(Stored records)
#####

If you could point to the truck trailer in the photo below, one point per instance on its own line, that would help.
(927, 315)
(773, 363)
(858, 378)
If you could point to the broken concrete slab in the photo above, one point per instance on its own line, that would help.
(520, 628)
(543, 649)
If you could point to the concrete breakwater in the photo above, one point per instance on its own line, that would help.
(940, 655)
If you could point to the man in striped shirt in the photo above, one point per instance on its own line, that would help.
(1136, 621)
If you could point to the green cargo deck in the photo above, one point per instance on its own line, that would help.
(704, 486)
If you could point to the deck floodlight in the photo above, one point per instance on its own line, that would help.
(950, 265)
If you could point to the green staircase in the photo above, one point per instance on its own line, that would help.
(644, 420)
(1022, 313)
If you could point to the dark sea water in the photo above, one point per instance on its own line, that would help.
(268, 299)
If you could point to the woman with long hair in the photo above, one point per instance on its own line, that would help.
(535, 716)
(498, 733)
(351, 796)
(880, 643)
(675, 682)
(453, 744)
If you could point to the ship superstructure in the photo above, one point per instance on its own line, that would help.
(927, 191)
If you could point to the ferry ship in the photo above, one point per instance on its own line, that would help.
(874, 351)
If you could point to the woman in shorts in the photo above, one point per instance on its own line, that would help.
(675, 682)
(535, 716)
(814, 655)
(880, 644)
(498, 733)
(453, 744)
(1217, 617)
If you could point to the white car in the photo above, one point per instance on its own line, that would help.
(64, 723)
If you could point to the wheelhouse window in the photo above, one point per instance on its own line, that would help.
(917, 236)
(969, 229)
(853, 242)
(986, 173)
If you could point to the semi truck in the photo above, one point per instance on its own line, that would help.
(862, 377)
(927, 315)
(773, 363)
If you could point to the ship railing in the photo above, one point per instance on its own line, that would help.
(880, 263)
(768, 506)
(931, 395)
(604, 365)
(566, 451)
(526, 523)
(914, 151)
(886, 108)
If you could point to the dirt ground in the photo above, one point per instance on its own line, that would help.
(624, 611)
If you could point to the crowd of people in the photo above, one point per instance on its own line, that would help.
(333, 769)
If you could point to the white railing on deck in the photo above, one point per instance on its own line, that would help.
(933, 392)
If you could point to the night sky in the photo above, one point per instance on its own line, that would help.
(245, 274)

#####

- [TASK BRIEF] The entries above are to be transcribed in full and without error.

- [RESULT FOR THIS EXERCISE]
If you could point to the truck trailer in the photo below, one point per instance on its own line, that would help.
(927, 315)
(773, 363)
(858, 378)
If you could point to the broken concrete slab in the photo above, one point per instance on its own line, that would help.
(520, 628)
(543, 649)
If you could point to the concrete breakwater in the photo above, one point per instance on its own line, that would help.
(940, 655)
If you could point to the man in striped shirt in the photo above, one point per instance on its own line, that would help.
(1136, 621)
If you could point to the green cargo deck in the photo above, one point per instance on its own line, that would help.
(704, 486)
If you could point to the deck floodlight in the photo above, one point per instance on its own line, that would help.
(950, 265)
If you could point to the green staircase in the photo above, one point per instance on its own line, that would help.
(644, 420)
(1022, 313)
If you could point to the dark sea water in the photo above, one point per instance on its own line, that would help.
(268, 299)
If you could point to the woman with long hair in the photo above, one point per instance on its own line, that would help.
(535, 716)
(498, 733)
(351, 796)
(880, 643)
(675, 682)
(453, 744)
If you could point to the ship superstructure in the photo above, one point per instance on its own line, that would help.
(927, 191)
If you could point to the ferry ship in the photo above, one point per instance on its own line, that would help.
(874, 351)
If you could point to the woman in shorts in the photo above, one point per instance on its own line, that would help.
(675, 682)
(535, 716)
(814, 655)
(880, 644)
(498, 733)
(453, 744)
(1217, 617)
If you could point to the white car in the photo above, one point per instance on its own line, that would help.
(64, 723)
If you could point to the wheelhouse window in the photo above, one point per instance on its own line, that would help.
(917, 236)
(969, 229)
(853, 242)
(986, 173)
If you could point to the semi truck in the photo above, one point per instance on its own line, that would help.
(862, 377)
(927, 315)
(773, 363)
If you could point to the ship railing in the photo above, one point per instance on its own line, that would help.
(880, 263)
(768, 506)
(931, 395)
(604, 365)
(566, 451)
(526, 523)
(914, 151)
(886, 108)
If you could point to the dirt ground in the photo above, one point per instance on its own line, that would help.
(624, 611)
If you could point to the crowd of people in the photo above, one point per instance on its own line, that would help.
(333, 769)
If you could point to the white railing on deck in the photo above, one point per instance on its own line, that would help.
(933, 392)
If you could point to the night sky in the photo above, one point per instance on its own line, that would help.
(245, 274)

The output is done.